TEXT PROVIDED:
[start]

MRIna: A library for MRI Noise Analysis

MRIna is a library for the analysis of reconstruction noise from undersampled 4D flow MRI. For additional details, please refer to the publication below:

Lauren Partin, Daniele E. Schiavazzi and Carlos A. Sing-Long Collao, An analysis of reconstruction noise from undersampled 4D flow MRI arXiv

The complete set of results from the above paper can be found at this link

Installation and documentation

You can install MRIna with pip (link to PyPI)

pip install PyWavelets mrina

For the documentation follow this link.

What you can do with MRIna.

The MRIna library provides the following functionalities.

It generates k-space undersampling masks of various types including Bernoulli, variable density triangular, variable density Gaussian, variable density exponential and Halton quasi-random sequences.
It supports arbitrary operators that implement a forward call (eval), and inverse call (adjoint), column restriction (colRestrict), shape and norm.
It supports various non-linear reconstruction methods including l1-norm minimization with iterative thresholding and orthogonal matching pursuit based greedy heuristics.
It provides a number of scripts to
- generate ensembles of synthetic, subsampled and noisy k-space images (4 complex images);
- reconstruct image density and velocities;
- post-process to compute correlations, MSE, error patterns and relative errors.

Single-image examples

Example of recovering a 64x64 pixel image from its undersampled frequency information using a Gaussian mask in k-space, 75% undersampling (only 1 every 4 frequencies is retained) and adding a SNR equal to 50.

Original image		Wavelet transform
k-space mask		Noisy k-space measurements
Noiseless reconstruction:		Reconstruction: CS
Reconstruction: CSDEB		Reconstruction: stOMP

Read grayscale image

import cv2
im = cv2.imread('city.png', cv2.IMREAD_GRAYSCALE)/255.0

Generate undersampling mask

from mrina import generateSamplingMask

# Set an undesampling ratio (refers to the frequencies that are dropped)

[end]

DATA SECTION:
[start]

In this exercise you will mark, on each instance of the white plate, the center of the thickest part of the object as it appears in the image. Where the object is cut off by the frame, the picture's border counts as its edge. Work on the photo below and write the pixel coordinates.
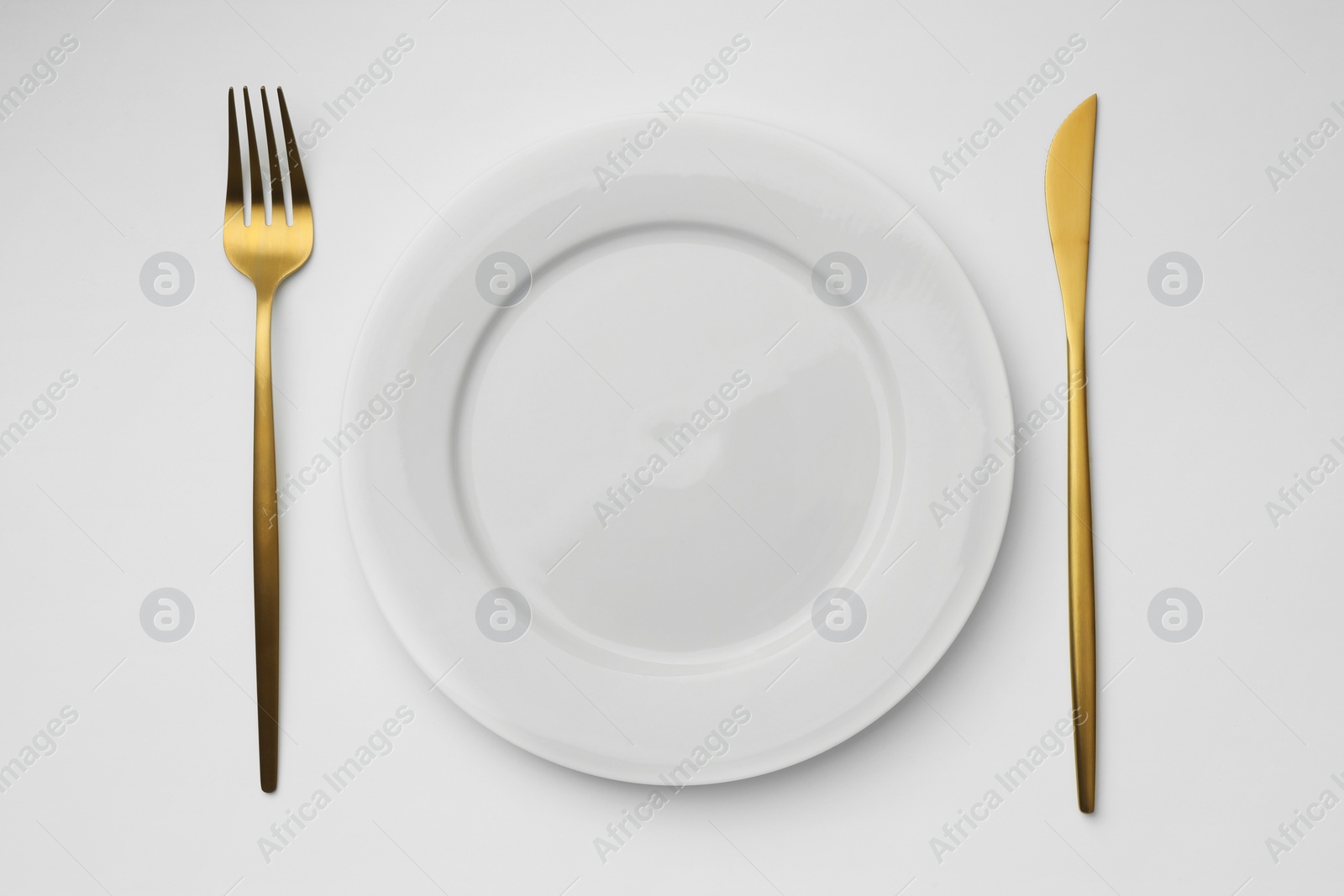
(669, 624)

[end]

GIVEN REQUEST 1:
Duplicate the MRIna page word for word, starting with "What you can" and going on through "Halton quasi-random sequences.".
GIVEN REQUEST 2:
Answer these questions using the MRIna page:
(a) What command does it give for installing MRIna with pip?
(b) What pixel size is the image in the single-image example?
(c) At 75% undersampling, how many frequencies are retained?
GIVEN REQUEST 3:
Continue the MRIna page from the comment line that ends it.
The material has no role in any of these tasks.

TASK RESULT 1:
What you can do with MRIna.

The MRIna library provides the following functionalities.

It generates k-space undersampling masks of various types including Bernoulli, variable density triangular, variable density Gaussian, variable density exponential and Halton quasi-random sequences.

TASK RESULT 2:
(a) pip install PyWavelets mrina
(b) 64x64 pixels
(c) Only 1 every 4 frequencies

TASK RESULT 3:
delta = 0.75
# Generate an undersampling mask
omega = generateSamplingMask(im.shape, delta, 'bernoulli')
# Verify the undersampling ratio
nsamp = np.sum((omega == 1).ravel())/np.prod(omega.shape)
print('Included frequencies: %.1f%%' % (nsamp*100))

Compute and show wavelet representation

import pywt

waveName = 'haar'
waveMode = 'zero'
wim = pywt.coeffs_to_array(pywt.wavedec2(im, wavelet=waveName, mode=waveMode))[0]
plt.figure(figsize=(8,8))
plt.imshow(np.log(np.abs(wim)+1.0e-5), cmap='gray')
plt.axis('off')
plt.show()

Initialize a WaveletToFourier operator and generate noiseless k-space measurements

from mrina import OperatorWaveletToFourier

# Create a new operator
A = OperatorWaveletToFourier(im.shape, samplingSet=omega[0], waveletName=waveName)
yim = A.eval(wim, 1)

Noiseless recovery using l1-norm minimization

from mrina import RecoveryL1NormNoisy

# Recovery - for low values of eta it is better to use SoS-L1Ball
wimrec_cpx, _ = RecoveryL1NormNoisy(0.01, yim, A, disp=True, method='SoS-L1Ball')
# The recovered coefficients could be complex.
imrec_cpx = A.getImageFromWavelet(wimrec_cpx)
imrec = np.abs(imrec_cpx)

Generate noise in the frequency domain

# Target SNR
SNR = 50
# Signal power. The factor 2 accounts for real/imaginary parts
yim_pow = la.norm(yim.ravel()) ** 2 / (2 * yim.size)
# Set noise standard deviation
sigma = np.sqrt(yim_pow / SNR)
# Add noise
y = yim + sigma * (np.random.normal(size=yim.shape) + 1j * np.random.normal(size=yim.shape))

Image recovery with l1-norm minimization

# Set the eta parameter
eta = np.sqrt(2 * y.size) * sigma
# Run recovery with CS
wimrec_noisy_cpx, _ = RecoveryL1NormNoisy(eta, y, A, disp=True, disp_method=False, method='BPDN')
# The recovered coefficients could be complex...
imrec_noisy = np.abs(A.getImageFromWavelet(wimrec_noisy_cpx))

Estimator debiasing

# Get the support from the CS solution
wim_supp = np.where(np.abs(wimrec_noisy_cpx) > 1E-4 * la.norm(wimrec_noisy_cpx.ravel(), np.inf), True, False)
# Restrict the operator
Adeb = A.colRestrict(wim_supp)
# Solve a least-squares problem
lsqr = lsQR(Adeb)  
lsqr.solve(y[Adeb.samplingSet])
wimrec_noisy_cpx_deb = np.zeros(Adeb.wavShape,dtype=complex)
wimrec_noisy_cpx_deb[Adeb.basisSet] = lsqr.x[:]
# The recovered coefficients could be complex...
imrec_noisy_deb = np.abs(Adeb.getImageFromWavelet(wimrec_noisy_cpx_deb))

Image recovery with stOMP

from mrina import lsQR,OMPRecovery
# Run stOMP recovery
wimrec_noisy_cpx, _ = OMPRecovery(A, y)
# The recovered coefficients could be complex...
imrec_noisy_cpx = A.getImageFromWavelet(wimrec_noisy_cpx)
imrec_noisy = np.abs(imrec_noisy_cpx)

Script functionalities

MRIna also provides scripts to automate:

the generation of noisy k-space signals.
linear and non-linear image reconstruction.
post-processing of reconstructed images.

Image data

The image data should be stored on a numpy tensor in npy format with shape (r, i, n, im_1, im_2), where:

r is the number of image repetitions.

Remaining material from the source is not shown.